ABOUT THIS EXERCISE:
With "leaf" as the search word, show every line of the material that has it.

EXCERPTED DATA:
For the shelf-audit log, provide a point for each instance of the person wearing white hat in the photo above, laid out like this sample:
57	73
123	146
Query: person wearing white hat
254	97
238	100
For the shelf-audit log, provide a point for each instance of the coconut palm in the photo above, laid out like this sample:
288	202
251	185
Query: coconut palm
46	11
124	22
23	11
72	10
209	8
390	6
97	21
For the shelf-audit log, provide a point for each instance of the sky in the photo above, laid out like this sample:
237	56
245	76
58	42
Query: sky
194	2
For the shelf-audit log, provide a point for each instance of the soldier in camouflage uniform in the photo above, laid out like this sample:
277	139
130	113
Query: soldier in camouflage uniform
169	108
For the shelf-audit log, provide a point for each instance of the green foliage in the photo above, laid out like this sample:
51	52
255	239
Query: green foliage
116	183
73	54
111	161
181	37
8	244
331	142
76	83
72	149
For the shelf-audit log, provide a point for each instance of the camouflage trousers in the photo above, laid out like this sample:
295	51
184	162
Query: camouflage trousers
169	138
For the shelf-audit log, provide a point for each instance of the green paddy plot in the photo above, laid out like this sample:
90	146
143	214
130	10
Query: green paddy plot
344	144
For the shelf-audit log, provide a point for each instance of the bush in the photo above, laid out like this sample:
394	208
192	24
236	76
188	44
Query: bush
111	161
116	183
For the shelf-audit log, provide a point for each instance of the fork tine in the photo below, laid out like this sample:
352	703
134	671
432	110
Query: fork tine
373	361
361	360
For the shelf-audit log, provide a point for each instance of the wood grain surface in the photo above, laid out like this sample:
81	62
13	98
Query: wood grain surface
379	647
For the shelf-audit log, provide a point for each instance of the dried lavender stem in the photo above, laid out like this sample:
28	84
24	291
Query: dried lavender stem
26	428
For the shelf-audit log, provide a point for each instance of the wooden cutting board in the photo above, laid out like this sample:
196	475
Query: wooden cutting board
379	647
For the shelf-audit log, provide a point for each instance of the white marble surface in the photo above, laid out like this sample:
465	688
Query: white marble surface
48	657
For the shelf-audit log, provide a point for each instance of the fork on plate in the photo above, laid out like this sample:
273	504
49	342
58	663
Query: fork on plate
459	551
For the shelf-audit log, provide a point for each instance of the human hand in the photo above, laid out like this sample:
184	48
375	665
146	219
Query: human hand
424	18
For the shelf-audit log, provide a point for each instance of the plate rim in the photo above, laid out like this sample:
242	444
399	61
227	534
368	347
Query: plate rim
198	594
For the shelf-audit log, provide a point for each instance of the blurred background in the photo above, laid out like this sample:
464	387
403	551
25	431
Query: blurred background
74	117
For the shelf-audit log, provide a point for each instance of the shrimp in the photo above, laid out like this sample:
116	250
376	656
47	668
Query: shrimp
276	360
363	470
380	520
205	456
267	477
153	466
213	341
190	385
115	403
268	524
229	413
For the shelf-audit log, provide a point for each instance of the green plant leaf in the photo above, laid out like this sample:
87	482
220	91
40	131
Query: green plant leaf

OUTPUT OF THE TASK:
For the shelf-audit log, provide a point for each instance of the green plant leaf in the photo above, laid out like this sample:
Query: green plant leaf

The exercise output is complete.